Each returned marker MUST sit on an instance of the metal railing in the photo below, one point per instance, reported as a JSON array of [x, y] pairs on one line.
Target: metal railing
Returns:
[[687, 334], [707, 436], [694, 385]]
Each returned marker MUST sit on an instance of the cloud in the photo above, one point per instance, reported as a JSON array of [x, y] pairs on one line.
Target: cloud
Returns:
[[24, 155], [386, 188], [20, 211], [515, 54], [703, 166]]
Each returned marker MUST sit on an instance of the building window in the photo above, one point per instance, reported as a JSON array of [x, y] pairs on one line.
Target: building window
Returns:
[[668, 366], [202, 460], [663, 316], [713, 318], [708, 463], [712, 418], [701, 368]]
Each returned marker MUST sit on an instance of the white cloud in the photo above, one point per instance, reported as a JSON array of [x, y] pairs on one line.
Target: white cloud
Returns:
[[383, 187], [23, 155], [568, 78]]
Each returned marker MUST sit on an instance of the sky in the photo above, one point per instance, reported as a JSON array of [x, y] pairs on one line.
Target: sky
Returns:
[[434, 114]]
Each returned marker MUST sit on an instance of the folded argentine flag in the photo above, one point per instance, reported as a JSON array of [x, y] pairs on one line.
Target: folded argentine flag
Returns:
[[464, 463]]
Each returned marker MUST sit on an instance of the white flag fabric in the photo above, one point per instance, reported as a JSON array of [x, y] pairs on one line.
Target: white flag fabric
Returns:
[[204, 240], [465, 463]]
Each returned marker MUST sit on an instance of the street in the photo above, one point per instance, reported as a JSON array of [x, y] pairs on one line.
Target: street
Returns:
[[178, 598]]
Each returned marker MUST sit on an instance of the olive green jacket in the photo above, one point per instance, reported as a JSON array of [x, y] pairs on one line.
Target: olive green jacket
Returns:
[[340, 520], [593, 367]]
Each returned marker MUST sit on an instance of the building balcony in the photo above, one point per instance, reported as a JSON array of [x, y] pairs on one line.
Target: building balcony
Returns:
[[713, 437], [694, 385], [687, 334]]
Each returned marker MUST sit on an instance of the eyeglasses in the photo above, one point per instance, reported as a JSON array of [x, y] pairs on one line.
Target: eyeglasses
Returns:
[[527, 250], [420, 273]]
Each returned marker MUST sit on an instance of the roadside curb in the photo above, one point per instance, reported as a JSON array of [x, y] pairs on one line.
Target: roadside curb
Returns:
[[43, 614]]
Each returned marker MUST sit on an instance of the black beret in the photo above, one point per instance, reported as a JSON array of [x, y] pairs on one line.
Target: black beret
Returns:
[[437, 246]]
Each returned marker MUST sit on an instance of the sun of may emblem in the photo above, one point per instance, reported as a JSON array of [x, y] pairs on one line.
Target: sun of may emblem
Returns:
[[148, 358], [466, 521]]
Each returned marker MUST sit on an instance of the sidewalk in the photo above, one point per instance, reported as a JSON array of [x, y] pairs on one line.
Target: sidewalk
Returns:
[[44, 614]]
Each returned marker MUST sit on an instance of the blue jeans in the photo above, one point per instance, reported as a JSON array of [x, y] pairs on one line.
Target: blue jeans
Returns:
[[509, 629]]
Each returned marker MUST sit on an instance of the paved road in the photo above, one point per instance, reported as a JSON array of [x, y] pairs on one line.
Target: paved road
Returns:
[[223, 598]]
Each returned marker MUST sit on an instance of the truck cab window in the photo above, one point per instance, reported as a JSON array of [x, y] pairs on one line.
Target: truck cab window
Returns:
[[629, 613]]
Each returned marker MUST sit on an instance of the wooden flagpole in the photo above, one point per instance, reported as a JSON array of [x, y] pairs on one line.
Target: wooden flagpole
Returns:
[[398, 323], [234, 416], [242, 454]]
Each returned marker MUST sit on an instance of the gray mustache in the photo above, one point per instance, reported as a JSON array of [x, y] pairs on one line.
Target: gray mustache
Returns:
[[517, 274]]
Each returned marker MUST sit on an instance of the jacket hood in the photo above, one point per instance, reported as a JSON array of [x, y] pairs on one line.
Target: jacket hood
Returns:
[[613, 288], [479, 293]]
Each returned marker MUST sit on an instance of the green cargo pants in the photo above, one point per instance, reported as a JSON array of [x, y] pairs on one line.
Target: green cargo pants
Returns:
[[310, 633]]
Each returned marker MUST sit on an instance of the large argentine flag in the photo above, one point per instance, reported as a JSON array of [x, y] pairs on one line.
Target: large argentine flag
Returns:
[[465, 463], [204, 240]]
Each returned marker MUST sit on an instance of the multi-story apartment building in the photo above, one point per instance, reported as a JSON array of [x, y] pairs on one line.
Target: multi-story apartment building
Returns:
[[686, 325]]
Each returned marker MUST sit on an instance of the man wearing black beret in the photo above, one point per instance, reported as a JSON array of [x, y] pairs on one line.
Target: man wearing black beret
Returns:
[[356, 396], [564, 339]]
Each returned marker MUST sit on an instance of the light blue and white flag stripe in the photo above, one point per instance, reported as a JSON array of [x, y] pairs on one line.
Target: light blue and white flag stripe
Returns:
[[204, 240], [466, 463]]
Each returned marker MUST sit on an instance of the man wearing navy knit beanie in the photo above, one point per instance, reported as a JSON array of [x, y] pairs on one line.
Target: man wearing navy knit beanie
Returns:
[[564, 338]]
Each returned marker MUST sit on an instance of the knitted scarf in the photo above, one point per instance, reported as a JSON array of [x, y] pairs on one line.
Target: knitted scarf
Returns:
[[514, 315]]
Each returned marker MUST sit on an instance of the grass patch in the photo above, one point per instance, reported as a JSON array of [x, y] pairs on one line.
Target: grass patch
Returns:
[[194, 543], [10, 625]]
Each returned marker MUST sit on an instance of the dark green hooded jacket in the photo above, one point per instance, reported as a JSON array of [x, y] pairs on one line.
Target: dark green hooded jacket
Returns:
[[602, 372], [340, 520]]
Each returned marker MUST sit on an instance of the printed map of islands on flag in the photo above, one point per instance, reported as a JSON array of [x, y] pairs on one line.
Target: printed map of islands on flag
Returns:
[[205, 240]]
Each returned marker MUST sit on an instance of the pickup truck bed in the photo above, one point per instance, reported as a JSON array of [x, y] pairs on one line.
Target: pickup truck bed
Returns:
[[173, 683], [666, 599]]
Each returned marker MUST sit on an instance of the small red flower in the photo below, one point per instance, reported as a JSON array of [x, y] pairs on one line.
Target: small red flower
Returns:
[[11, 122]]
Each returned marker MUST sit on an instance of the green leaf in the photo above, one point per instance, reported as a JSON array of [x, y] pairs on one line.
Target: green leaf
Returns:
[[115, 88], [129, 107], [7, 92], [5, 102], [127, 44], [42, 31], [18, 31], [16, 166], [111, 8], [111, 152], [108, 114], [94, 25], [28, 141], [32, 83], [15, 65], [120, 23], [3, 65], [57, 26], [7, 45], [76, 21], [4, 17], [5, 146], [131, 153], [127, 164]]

+ + + + +

### WHAT TO WORK ON
All lines above with the word "apartment" need to be reported.

### OUTPUT OF THE EXERCISE
Each returned marker MUST sit on an instance of the multi-story apartment building in the photo above, one point per instance, reported as a JSON array of [x, y] pairs on one line.
Target: multi-story apartment building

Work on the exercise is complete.